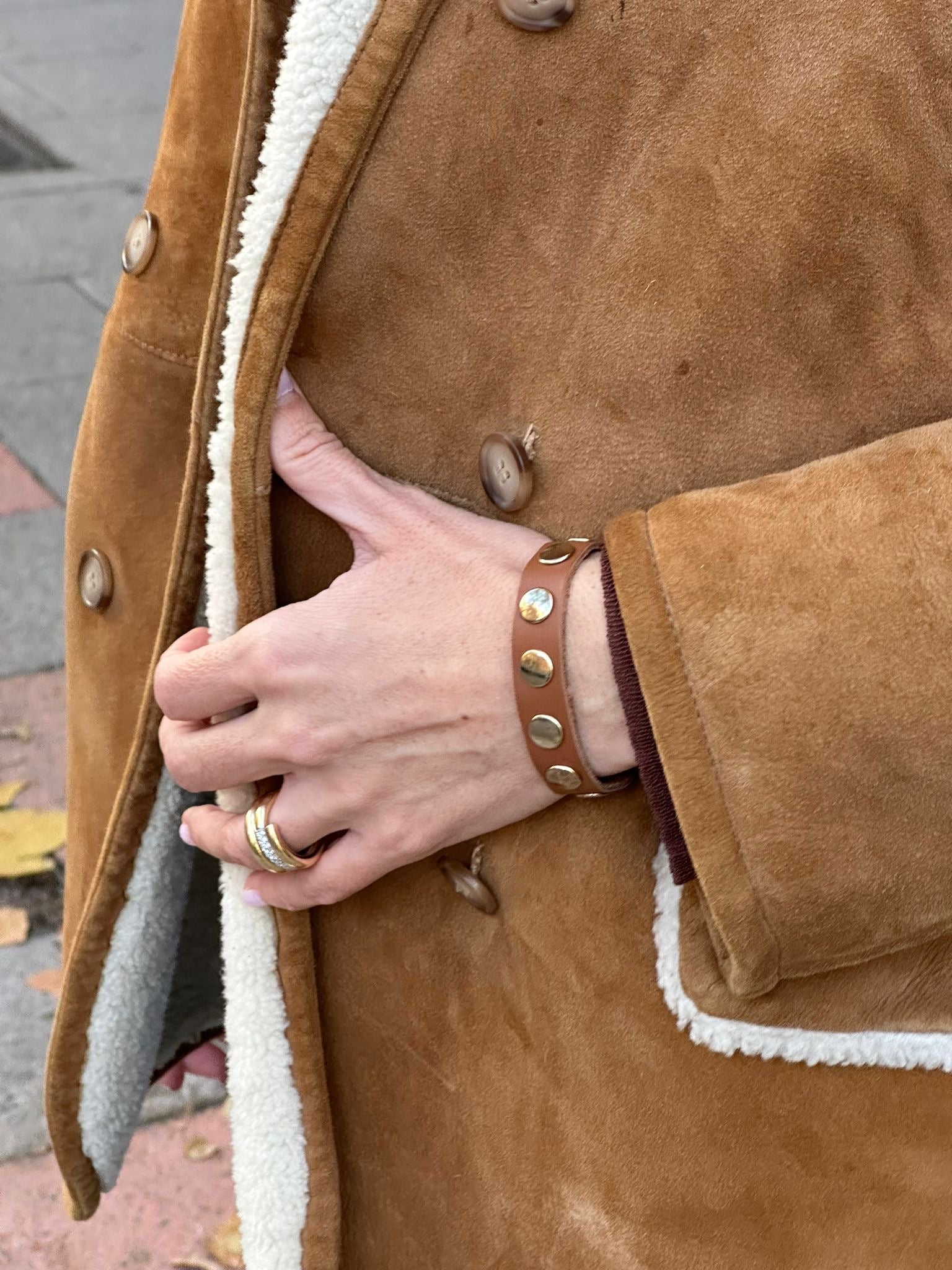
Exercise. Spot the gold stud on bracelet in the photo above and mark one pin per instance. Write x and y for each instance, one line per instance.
(560, 776)
(536, 667)
(536, 605)
(546, 732)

**Required action**.
Give back all of the data exactly, but not the pictures.

**Answer for this exercise**.
Exercise. Spot the gold stud on bracelet in the photo above and mark one pin per instance. Write x and y for each instance, one line per instance.
(560, 776)
(536, 667)
(536, 605)
(546, 732)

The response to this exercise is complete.